Non-contributive benefits are all those designed from an assistentialist perspective. Most of them have their origin in neoliberal policies based on focalized interventions, although with some reformulations. During the decade of the CR, conditional cash transfers were reorganized to establish a subjective right [14], and a protection system was designed to go beyond specific programs, which had a positive effect on institutionality. The Human Development Bonus (HDB) expanded the range of beneficiaries, increased the amount of the cash transfer and incorporated certain elements that increased the possibilities for beneficiaries to be able to self-sustain themselves (e.g. loans associated to the cash transfer). Three ways to access the same benefit (disability pension, elderly pension and mothers/families beneficiaries of the HDB) were established, simplifying non-contributive benefits. The first two pensions have no conditions for access; however, they do require beneficiaries to be under a specific income bracket (under the poverty line) and excluded from the social security system. The three benefits had a unified amount of US$50 a month (Minteguiaga and Ubasart-González, 2013).

4.2 Stratification: poverty and inequality

During the period of the CR in Ecuador, poverty and inequality decreased. Although decreasing rates for monetary poverty was a regional phenomenon during the 2000s, the expansion in the realization of social rights and the reduction of inequality were not homogenous. The latter largely depended on the prevalent political views within the executive branch and, above all, its capacity to transform political aspirations into tangible public policies. The capacity to guide and plan public policies in Ecuador is fundamental to explain its relative success (Minteguiaga and Ubasart-González, 2021) (Figure 3).

Class fractures are not the only to traverse Andean societies. Others are added and superimposed, making social inequalities even more chronic and structural. In Ecuador, there is a relevant ethnic fracture: indigenous and Afro-Ecuadorean peoples have been historically discriminated against, restricting their access to economic, education and health resources, among others (Sánchez, 2017). Despite the overall improvement for these groups, the ethnic gap is still prevalent in many indicators (poverty, education, health, employment, etc.). Another structural fracture is that of gender (see section on familiarization).

4.3 Commodification: access and quality of labor markets

Welfare research has placed special emphasis on the concept of commodification: access to labor markets. This article applies a broader definition, which refers not only to economically active population but also to other indicators that reveal the quality of labor markets. The state can affect the labor market in two ways: through labor regulations and productive policies that seek to transform the production model. Fewer achievements were witnessed in the second, linked to the transformation of the production matrix. Some authors point to the strained relation between the state and the industrial class (Andrade and Nicholls, 2017). Surely, this type of process requires longer-term strategies.

━━━━━━━━

#### [EXERCISE INSTRUCTIONS]
A – Rewrite the paragraph of the passage on Ecuador's welfare regime that begins "Non-contributive benefits are all those" as a short bulleted list that keeps its main facts.
B – Answer these questions from the passage on Ecuador's welfare regime:
(i) What unified monthly amount did the three non-contributive benefits have?
(ii) Which peoples in Ecuador does the text say have been historically discriminated against?
(iii) What are the two ways the state can affect the labor market?
C – Carry on the passage on Ecuador's welfare regime, starting right after its final sentence.

#### [MATERIAL PROVIDED]
━━━━━━━━

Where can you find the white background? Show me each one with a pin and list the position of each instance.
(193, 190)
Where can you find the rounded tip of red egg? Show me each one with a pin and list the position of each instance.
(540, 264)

━━━━━━━━

#### [ANSWERS TO THE PROBLEMS]
A –
- Non-contributive benefits are designed from an assistentialist perspective. Most originate in neoliberal policies based on focalized interventions, with some reformulations.
- During the decade of the CR, conditional cash transfers were reorganized to establish a subjective right. A protection system was also designed to go beyond specific programs, which strengthened institutionality.
- The Human Development Bonus (HDB) expanded its beneficiaries and raised the transfer amount. It also added elements that helped beneficiaries self-sustain, such as loans tied to the transfer.
- There are three ways to access the same benefit: the disability pension, the elderly pension, and the HDB for mothers and families.
- The two pensions have no access conditions. However, beneficiaries must be below the poverty line and excluded from the social security system.
- All three benefits paid a unified US$50 a month.

B –
(i) US$50 a month.
(ii) Indigenous and Afro-Ecuadorean peoples.
(iii) Through labor regulations, and through productive policies that seek to transform the production model.

C –
State intervention in companies that epitomized precariousness and exploitation (e.g. banana plantations, shrimp farms, etc.), forcing them to formalize labor relations, and public actions and proclamations to impose the obligation to formalize all paid labor were among the most emblematic actions undertaken during the first years of the CR [15]. The latter was particularly relevant in the domestic realm. Both campaigns were important from a symbolic perspective because they intervened in spaces traditionally conceived as part of the private sphere. Other substantial measures in this area include the recognition of labor rights for Ecuador's migrant population; the increase of the minimum wage and pegging it to the consumer price index; approval of the Organic Law for Public Service, which unified and dignified public servants; approval of the Organic Law for Labor Justice and Recognition of Work in the Home; to modify the Labor Code and the Social Security Law to eliminate fixed-term contracts and replaced the with indefinite-term contracts to guarantee labor stability, limited payment of utilities in the private sector to reduce wage gaps, consolidated utilities per economic sector, limited and regulated salaries for managerial positions, invalidation of unjustified dismissals for pregnant women and union leaders, and the creation of an alternative for the affiliation of homemakers (Figure 4).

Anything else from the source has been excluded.